PAGE EXCERPT:
## start
So we have the inequalities:

(1) $\frac l n \leq f(x) < \frac {l+1} n$

(2) $\frac j {n+1} \leq f(x) < \frac {j+1} {n+1}$

(3) $\frac l n> \frac j {n+1}$

I have tried manipulating these three inequalities to obtain a contradiction but, alas, I have yet to find one.

Answer 1

You can write $\phi_n(x)$ as $\frac {[nf(x)]} n$ (for $f(x)<n$) where $[a]$ is the greatest integer less than or equal to $a$. It is quite easy to find $a$ such that $\frac {[na]} n$ is not increasing, so the claim that the sequence $\{\phi_n\}$ is increasing is not correct. There is standard trick to get an increasing sequence $\phi_n$: consider the sets $\{\frac k {2^{n}} \leq f(x) <\frac {k+1} {2^{n}}\}$ ( $k \leq n2^{n}$) instead of the ones considered above. This makes the sequence increasing and this is what most text books on Measure Theory do.

In my copy of Royden (2nd edition) it does have $\{\frac k {2^{n}} \leq f(x) <\frac {k+1} {2^{n}}\}$ and not the sets you have quoted. Perhaps, a correction was made in later editions.

Answer 2

Ok,

So I believe the proof construction is incorrect - partially because Stein/Shakarchi uses a very similar construction in their if I recall (would need to confirm) and in my intro msr thry course we found that proof to be wrong.

Here's an example that convinces me: If $x$ is such that $\varphi_5$ is nonzero, and in fact is such that $\{ \frac{2}{5} \leq f(x) < \frac{3}{5} \}$ - meaning $k=2$, then $x$ is either such that $\{ \frac{2}{6} \leq f(x) < \frac{3}{6} \} = E_{2,6}$ or such that $\{ \frac{3}{6} \leq f(x) < \frac{4}{6} \} = E_{3,6}$. However, we are only monotone if $x \notin E_{2,6}$, for then $\varphi_{6}(x) = \frac{2}{6} < \frac{2}{5} = \varphi_5(x)$. However, we cannot guarantee for all $x \in E_{2,5}$ that $x\notin E_{2,6}$ without futher assumptions on $f$.

Agree?
## end
(Stored entries)
## start
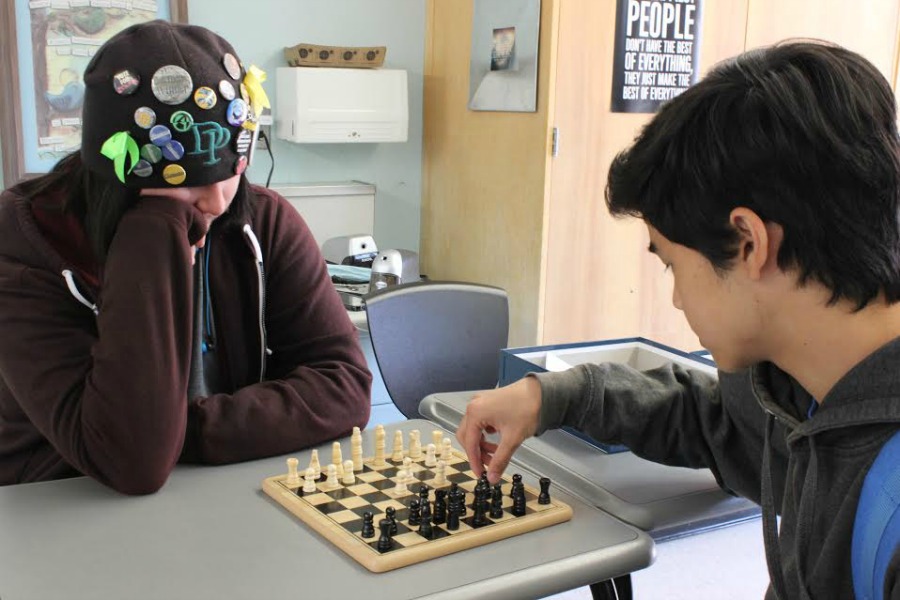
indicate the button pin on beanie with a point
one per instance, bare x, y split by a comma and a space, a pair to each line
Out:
119, 147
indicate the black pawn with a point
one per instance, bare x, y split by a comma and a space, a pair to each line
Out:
415, 516
368, 525
440, 507
544, 496
453, 516
385, 542
391, 514
519, 505
496, 502
517, 481
425, 529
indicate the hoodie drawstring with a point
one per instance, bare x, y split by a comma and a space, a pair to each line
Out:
76, 293
770, 522
261, 277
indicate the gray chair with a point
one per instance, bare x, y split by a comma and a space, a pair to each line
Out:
433, 336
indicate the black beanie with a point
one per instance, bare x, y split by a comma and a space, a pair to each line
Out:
169, 105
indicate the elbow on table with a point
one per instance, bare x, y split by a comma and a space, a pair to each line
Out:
140, 477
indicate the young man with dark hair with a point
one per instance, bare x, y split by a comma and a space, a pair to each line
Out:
771, 189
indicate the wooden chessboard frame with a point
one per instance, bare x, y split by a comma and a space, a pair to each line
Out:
358, 549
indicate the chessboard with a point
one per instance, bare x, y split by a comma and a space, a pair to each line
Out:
413, 504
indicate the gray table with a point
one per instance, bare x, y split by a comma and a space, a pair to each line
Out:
212, 533
666, 502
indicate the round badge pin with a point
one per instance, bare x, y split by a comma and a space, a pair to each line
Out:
232, 66
205, 97
172, 85
145, 117
174, 174
181, 120
142, 168
126, 82
226, 89
173, 150
151, 153
242, 141
237, 112
160, 135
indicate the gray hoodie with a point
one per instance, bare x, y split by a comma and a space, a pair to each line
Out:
753, 429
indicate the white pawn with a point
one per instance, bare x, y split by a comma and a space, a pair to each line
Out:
314, 462
397, 455
440, 473
332, 480
447, 450
415, 445
410, 477
349, 477
309, 485
336, 458
379, 447
430, 458
401, 482
293, 478
356, 449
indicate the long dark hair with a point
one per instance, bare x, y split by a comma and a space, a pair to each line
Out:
99, 204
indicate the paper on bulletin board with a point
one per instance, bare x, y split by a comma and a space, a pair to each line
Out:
657, 51
56, 41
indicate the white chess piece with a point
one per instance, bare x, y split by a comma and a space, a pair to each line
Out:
379, 446
314, 462
397, 455
349, 477
356, 449
447, 450
332, 480
309, 485
415, 445
440, 473
337, 459
401, 488
293, 478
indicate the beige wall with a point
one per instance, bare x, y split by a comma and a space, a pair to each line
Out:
498, 209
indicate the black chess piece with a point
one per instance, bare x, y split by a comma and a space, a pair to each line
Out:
391, 514
440, 507
479, 519
453, 517
497, 501
425, 528
544, 496
368, 525
385, 542
519, 504
517, 481
415, 516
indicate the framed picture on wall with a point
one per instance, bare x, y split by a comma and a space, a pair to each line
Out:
46, 46
503, 65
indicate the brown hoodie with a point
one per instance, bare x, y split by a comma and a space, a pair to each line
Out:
105, 394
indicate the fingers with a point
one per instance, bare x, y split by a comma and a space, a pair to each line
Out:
500, 460
470, 440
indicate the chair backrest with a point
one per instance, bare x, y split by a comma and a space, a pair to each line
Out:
432, 336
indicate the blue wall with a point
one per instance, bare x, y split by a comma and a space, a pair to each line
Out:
259, 32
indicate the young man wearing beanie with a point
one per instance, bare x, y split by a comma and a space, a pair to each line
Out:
771, 190
155, 306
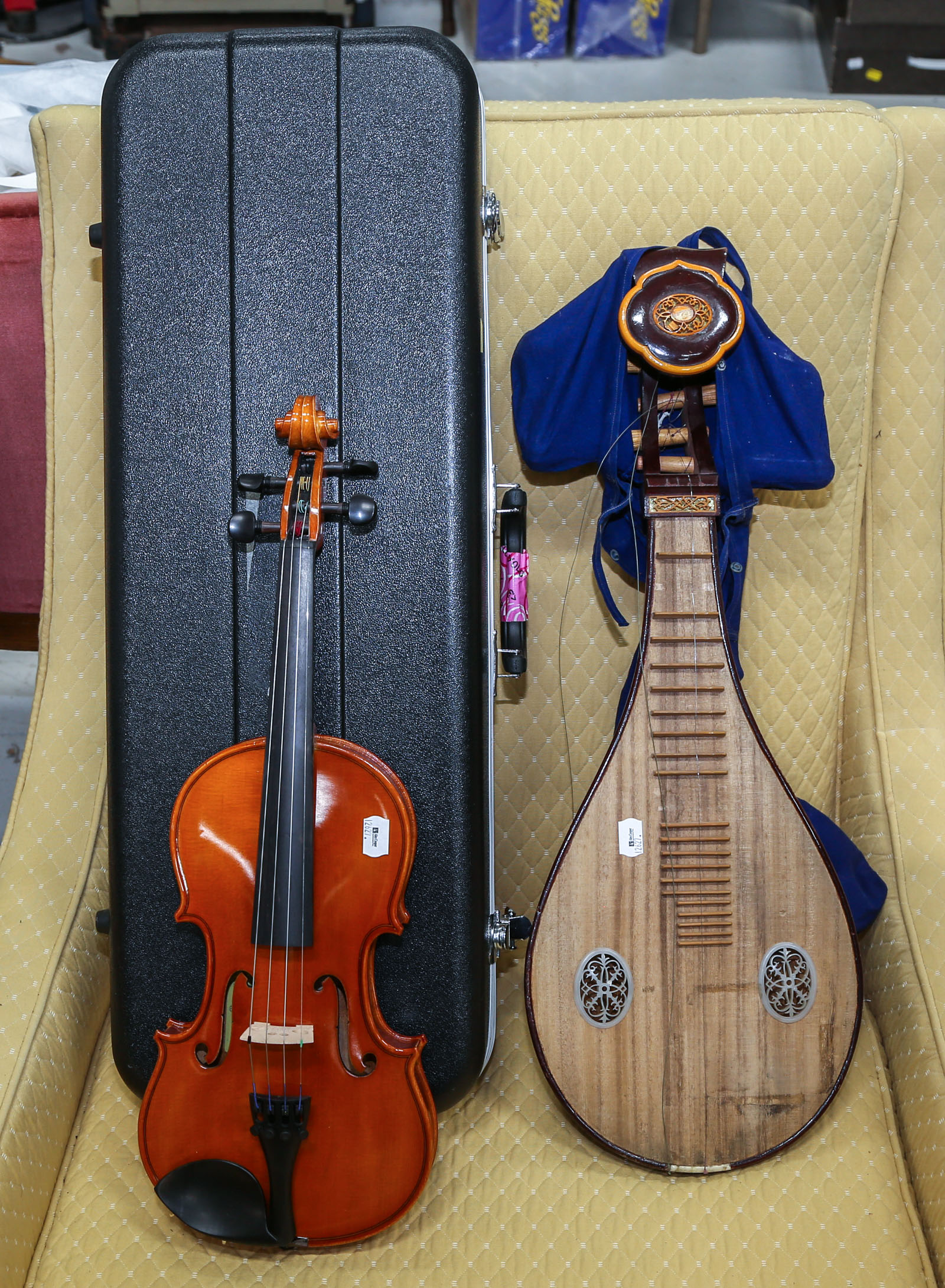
## end
WRITTEN TASK:
Please quote the measure theory thread between "(1) $\frac l" and "Measure Theory do.", inclusive.

COMPLETE OUTPUT:
(1) $\frac l n \leq f(x) < \frac {l+1} n$

(2) $\frac j {n+1} \leq f(x) < \frac {j+1} {n+1}$

(3) $\frac l n> \frac j {n+1}$

I have tried manipulating these three inequalities to obtain a contradiction but, alas, I have yet to find one.

Answer 1

You can write $\phi_n(x)$ as $\frac {[nf(x)]} n$ (for $f(x)<n$) where $[a]$ is the greatest integer less than or equal to $a$. It is quite easy to find $a$ such that $\frac {[na]} n$ is not increasing, so the claim that the sequence $\{\phi_n\}$ is increasing is not correct. There is standard trick to get an increasing sequence $\phi_n$: consider the sets $\{\frac k {2^{n}} \leq f(x) <\frac {k+1} {2^{n}}\}$ ( $k \leq n2^{n}$) instead of the ones considered above. This makes the sequence increasing and this is what most text books on Measure Theory do.